Subjects: Iran; second generation

0:00

Interview with: Kathy Banon Interviewed by: Jonathan Xian Date: March 15, 2011 Transcribed by: Jonathan Xian Edited by: Priscilla Li (1/10/2017), Sara Davis (2/14/17) Audio Track Time: 00:58:05

Interview Key: JX: Jonathan Xian KB: Kathy Banon —: Speech cuts off; abrupt stop …: Speech trails off; pause Italics: Emphasis (?): Preceding word may not be accurate Brackets: Actions (laughs, sighs, etc.) (0:00)

JX: Um could you please start by introducing yourself and telling us about who you are and your background?

KB: My name is Kathy Banon. Um I am from Iran. I moved to the United States after finishing high school um in 1976 and um I left with my older sister to go to college here. Uh she was four years older than me and she was going to graduate school and I was going to undergrad. Um we had family in Los Angeles, California so we applied to colleges over there and we moved to Los Angeles um in summer of 1976. And um I lived in California for next ten years after that and moved to um Houston in 1984.

JX: I see, um so before you came to the United States you were in Iran right?

KB: Yes.

JX: What specific province?

KB: Tehran.

JX: Oh you're from, so the capital.

KB: The capital. Yes.

JX: So can you tell me a little bit about um I guess your life before you moved to the United States?

KB: Yes, um I lived all my life in um Tehran. And my father was from the—from Isfahan, which was the more central city in Tehran. And um we uh went to um, um you know, elementary, middle school, high school pretty much in the same neighborhood. We didn't move around too much, um had a lot of family living close to us. Grandparents [on] mothers side and fathers’ side of the family 1:00both. And coming from a background, with my father’s side very large family. They were a family of nine kids, my father being the oldest. And uh my mother's side, there were four kids. And um there were very much family ties and basically um our social life was spending time with family members and gatherings um with cousins. We grew up around family, and we never really—our friends pretty much we left everything at school. We came home and everything else as far as our social life and connections and everything else were family. Um…I have two sisters, very close. I'm the middle child. Um I uh my older 2:00sister was a very high achiever, um very serious and focused and my younger sister was playful and um you know, kind of baby of the family. I had a very different and close relationship with both of them actually. Um my older sister had a very, I should say major impact on my life and the way I was thinking um and I had a closeness and associated fun part of my life with my younger sister. Um…anything else?

*EXERCISE TASKS*:
(a) List every person named in the header of the Iran oral history interview.
(b) Carry on the Iran oral history interview from its final line.

Records from a collection:

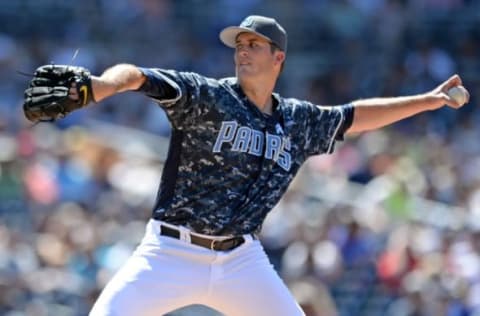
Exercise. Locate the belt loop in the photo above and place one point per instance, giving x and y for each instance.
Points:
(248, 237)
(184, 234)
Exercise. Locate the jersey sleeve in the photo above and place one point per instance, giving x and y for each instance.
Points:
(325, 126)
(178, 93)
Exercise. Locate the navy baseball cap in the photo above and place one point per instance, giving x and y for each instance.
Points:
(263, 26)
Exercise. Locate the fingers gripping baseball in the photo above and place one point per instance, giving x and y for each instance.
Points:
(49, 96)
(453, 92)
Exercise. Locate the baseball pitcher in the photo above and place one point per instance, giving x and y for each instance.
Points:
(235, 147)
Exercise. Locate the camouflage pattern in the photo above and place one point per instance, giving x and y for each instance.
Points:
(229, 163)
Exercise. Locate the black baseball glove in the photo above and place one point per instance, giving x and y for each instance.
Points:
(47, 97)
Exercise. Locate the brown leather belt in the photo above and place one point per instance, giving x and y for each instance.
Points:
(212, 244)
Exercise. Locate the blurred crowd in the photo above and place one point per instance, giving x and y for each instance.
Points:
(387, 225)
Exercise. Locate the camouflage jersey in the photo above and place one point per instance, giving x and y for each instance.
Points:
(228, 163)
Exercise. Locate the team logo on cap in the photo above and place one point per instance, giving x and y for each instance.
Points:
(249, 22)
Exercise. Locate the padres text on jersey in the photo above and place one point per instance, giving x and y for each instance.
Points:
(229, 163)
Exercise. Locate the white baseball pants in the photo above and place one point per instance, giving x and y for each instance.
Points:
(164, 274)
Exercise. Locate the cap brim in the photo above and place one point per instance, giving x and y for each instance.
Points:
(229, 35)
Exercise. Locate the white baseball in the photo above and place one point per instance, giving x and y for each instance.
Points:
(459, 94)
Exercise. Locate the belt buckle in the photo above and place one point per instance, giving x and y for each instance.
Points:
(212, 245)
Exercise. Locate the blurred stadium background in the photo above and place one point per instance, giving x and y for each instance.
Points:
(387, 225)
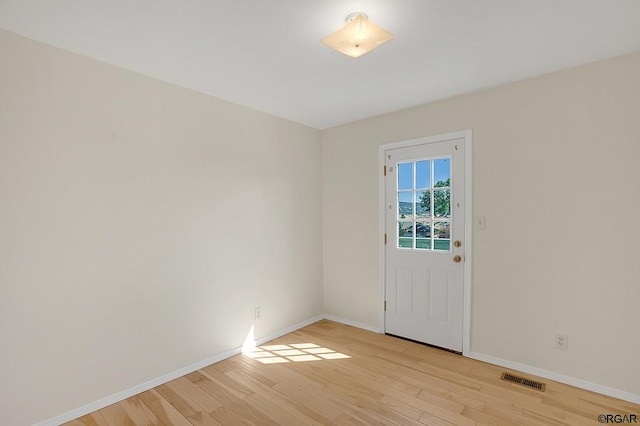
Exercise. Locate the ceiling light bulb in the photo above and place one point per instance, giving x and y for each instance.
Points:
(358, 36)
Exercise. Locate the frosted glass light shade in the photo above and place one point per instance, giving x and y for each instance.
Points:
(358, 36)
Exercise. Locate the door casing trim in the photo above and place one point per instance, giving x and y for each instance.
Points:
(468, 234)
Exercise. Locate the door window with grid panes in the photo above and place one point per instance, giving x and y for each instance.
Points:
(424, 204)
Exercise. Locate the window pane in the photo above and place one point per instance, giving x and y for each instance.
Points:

*RESULTS*:
(a) Kathy Banon, Jonathan Xian, Priscilla Li, Sara Davis

(b)
JX: So could you tell me about the education in Iran?

KB: Yes, education in Iran, um it was really compared to what I have seen here, 3:00um much more challenging and difficult. Um competition was pretty high in high school. Our system w—by the time I finished high school the middle school program created—I grew up with first grade through sixth grade was um elementary and sixth through twelfth was high school, and the first six years was just really preparation for the next six. But high school was very, very, very challenging, very demanding, um and it was divided into three majors. You had to make a decision when you went to high school as if you wanted to go to math, science or literature.

[5:00)

KB: I picked literature, and um…um literature as a major had required a lot of 4:00reading, lots of history and um lot of memorization. I was debating between science and literature because I always liked biology but um I found myself probably stronger in memorizing and somewhat love of history and literature, to a degree. So that is how I picked my major. Twelfth grade in Iran was the most difficult because everyone had to prepare for a National Entrance [Exam] to colleges. And uh basically tenth, eleventh, and twelfth grade was all 5:00preparation for that big exam.

JX: Um did you have to take this exam? Because you said you went to school in the United States.

KB: Yes, um I was preparing to go to school for um—I was preparing for the exam. As I mentioned my older sister, we left and came to the United States together. She was number one student in the high school in her major and she was rewarded on a national level for being the first um for her grade level. And as the result she always wanted to come to the United States and get her higher—college degree in United States. But because she got into her first top choice in University in Iran and as the result, the competition was so difficult 6:00that everyone encouraged her and everyone just said you have to take this opportunity and stay. So she did stay but she really did not enjoy. She didn't feel like in University we had the resources um and the freedom and the experience that she was looking for in college. As the result, the background I'm giving you is that as much as I tried and worked very hard and I thought that I had a very good chance to get into one of my choices, she discouraged me to take the exam because my father said ‘Either I will send two of you together’, or um, you know my sister also had to go to get her Master's degree in Iran if I would have gotten into University in Iran. So we kind of planned it 7:00together and convinced our parents that, let me not take the exam because then we will be—it will be very difficult decision to make. I will apply for university in United States. My sister then automatically would, she would apply to go to grad school, then the two of us can come together. So as the result of that I did not even take the exam.

JX: Right, right I see, so yeah that sounds actually pretty typically of um education like not in the United States or European countries. Like I know in many Asian countries it is also the same system and there is um, yeah the test I know in China because I have some relative is a week long ordeal and they also spend two three years preparing for it and its very much a similar system and is just one test for a cutoff, which is ... very, very different system.

KB: Very nerve-wracking.

JX: So, are there any government programs or policies you remember in your childhood that were like relevant to you?

8:00

KB: Um, school related?

JX: No just like government related.

KB: Government related programs...um... [pause] to be honest with you not much. We went to private schools. Everything was really, um—all our activities or anything that we grew up with and we were involved in was private.

JX: I see I see, and what did your family do?

KB: My father worked for the oil company. National Iranian oil company.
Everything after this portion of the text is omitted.